# START OF Supplied records

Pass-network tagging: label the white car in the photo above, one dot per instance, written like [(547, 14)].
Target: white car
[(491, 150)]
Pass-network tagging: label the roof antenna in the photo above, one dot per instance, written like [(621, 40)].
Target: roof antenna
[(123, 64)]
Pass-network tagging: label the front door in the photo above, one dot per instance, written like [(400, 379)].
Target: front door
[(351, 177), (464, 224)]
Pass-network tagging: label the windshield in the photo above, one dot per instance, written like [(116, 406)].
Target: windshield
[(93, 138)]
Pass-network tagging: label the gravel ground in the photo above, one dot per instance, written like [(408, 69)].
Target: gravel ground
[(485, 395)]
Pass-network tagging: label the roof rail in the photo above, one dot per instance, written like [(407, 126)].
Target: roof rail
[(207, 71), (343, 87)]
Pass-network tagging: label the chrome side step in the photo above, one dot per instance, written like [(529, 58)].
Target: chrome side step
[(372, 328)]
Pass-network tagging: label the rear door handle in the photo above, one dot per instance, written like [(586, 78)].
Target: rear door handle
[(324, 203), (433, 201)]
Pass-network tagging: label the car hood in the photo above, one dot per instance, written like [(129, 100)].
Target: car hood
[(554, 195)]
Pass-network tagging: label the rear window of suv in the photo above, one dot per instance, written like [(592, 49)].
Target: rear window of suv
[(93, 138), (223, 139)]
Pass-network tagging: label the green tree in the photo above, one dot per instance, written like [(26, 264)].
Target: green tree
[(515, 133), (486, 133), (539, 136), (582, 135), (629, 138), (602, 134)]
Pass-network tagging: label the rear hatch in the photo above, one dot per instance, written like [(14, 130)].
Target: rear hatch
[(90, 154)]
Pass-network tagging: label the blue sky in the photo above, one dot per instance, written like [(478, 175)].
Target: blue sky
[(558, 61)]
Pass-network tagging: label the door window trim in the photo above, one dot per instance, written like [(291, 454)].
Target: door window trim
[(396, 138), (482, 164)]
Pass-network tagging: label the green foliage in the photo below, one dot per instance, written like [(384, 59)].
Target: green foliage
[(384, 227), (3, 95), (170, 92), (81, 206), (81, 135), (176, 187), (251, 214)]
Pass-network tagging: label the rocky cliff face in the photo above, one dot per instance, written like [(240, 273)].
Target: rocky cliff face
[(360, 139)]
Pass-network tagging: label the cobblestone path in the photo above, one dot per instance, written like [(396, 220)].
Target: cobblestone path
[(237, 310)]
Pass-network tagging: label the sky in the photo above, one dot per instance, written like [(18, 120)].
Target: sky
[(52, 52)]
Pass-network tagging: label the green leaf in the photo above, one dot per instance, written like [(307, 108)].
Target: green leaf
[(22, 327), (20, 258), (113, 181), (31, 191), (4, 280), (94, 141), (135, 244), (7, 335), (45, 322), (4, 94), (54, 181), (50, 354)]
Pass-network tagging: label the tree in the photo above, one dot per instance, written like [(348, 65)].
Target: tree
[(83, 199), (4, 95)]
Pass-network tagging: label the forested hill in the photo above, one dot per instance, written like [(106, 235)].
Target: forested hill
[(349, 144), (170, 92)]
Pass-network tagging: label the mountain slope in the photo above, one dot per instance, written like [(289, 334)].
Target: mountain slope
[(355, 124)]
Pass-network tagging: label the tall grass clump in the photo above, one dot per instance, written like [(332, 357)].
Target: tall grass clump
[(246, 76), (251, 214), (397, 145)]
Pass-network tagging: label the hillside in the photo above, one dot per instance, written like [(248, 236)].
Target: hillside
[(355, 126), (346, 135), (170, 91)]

# END OF Supplied records

- Task to carry out: Reproduce the stretch from the start of the records through the line containing "[(558, 61)]", swapping every "one dot per instance" for "one point per instance" and leaving all else unchanged.

- Right answer:
Pass-network tagging: label the white car in the photo above, one point per instance, written like [(547, 14)].
Target: white car
[(491, 150)]
Pass-network tagging: label the roof antenna in the photo above, one point per instance, written like [(621, 40)].
Target: roof antenna
[(123, 64)]
Pass-network tagging: label the front door in the photo above, one point per instance, written like [(400, 379)].
Target: front door
[(351, 177), (464, 224)]
Pass-network tagging: label the windshield in the photo above, one point per instance, written like [(116, 406)].
Target: windshield
[(93, 138)]
Pass-network tagging: label the gravel ground in the photo above, one point per instance, written like [(408, 69)].
Target: gravel ground
[(485, 395)]
Pass-network tagging: label the roof rail in the photo above, one point per instance, written like [(407, 126)].
Target: roof rail
[(207, 71), (343, 87)]
Pass-network tagging: label the chrome side step in the photo above, one point per instance, written like [(529, 58)].
Target: chrome side step
[(372, 328)]
Pass-network tagging: label the rear door handle in the photo above, one point per instance, written like [(586, 78)].
Target: rear door handle
[(324, 203), (433, 201)]
Pass-network tagging: label the car hood in the photo above, one point per instance, written like [(129, 100)].
Target: car hood
[(554, 195)]
Pass-network tagging: label the rear window of suv in the photo above, one point per instance, written like [(592, 49)].
Target: rear window of suv
[(93, 138), (223, 139)]
Pass-network tagging: label the green tree in the photo above, one point per instance, written like [(26, 264)].
Target: green tree
[(515, 133), (486, 133), (539, 136), (582, 135), (629, 138), (602, 134)]
Pass-network tagging: label the rear hatch in the photo above, one point per instance, written like [(14, 130)].
Target: rear hatch
[(90, 154)]
Pass-network tagging: label the blue sky in the photo above, one point per instance, written like [(478, 175)].
Target: blue sky
[(558, 61)]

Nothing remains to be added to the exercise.